任务要求: 找出下面数据中所有含有“terrier”一词的行，并把这些行原样抄出来。

练习材料:
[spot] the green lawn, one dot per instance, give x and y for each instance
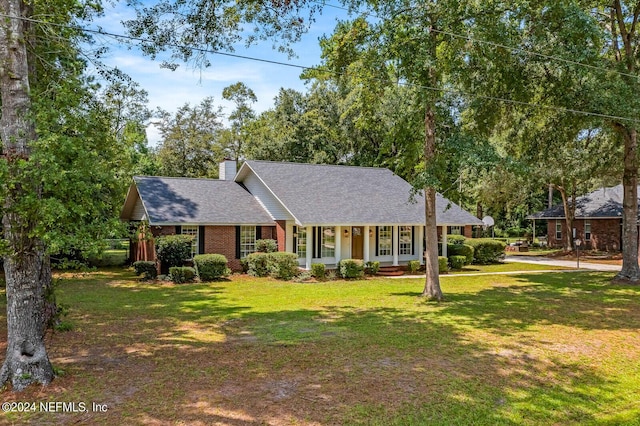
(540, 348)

---

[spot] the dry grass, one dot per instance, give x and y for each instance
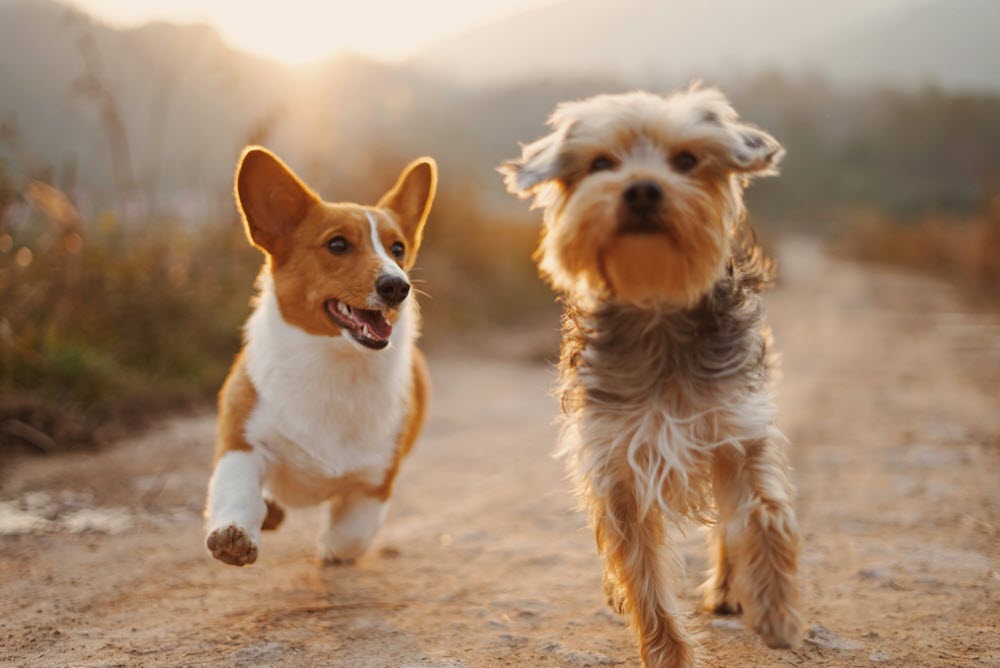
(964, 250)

==

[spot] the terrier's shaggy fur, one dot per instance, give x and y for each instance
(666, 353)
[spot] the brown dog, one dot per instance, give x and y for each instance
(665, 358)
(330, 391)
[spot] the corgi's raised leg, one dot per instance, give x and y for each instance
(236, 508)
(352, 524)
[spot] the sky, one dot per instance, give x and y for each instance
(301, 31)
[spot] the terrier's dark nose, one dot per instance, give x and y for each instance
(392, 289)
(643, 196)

结果:
[spot] the terrier's shaggy fur, one dot per instance, give x and y for each instance
[spot] the terrier's dark nose, one dot per instance, give x and y for each instance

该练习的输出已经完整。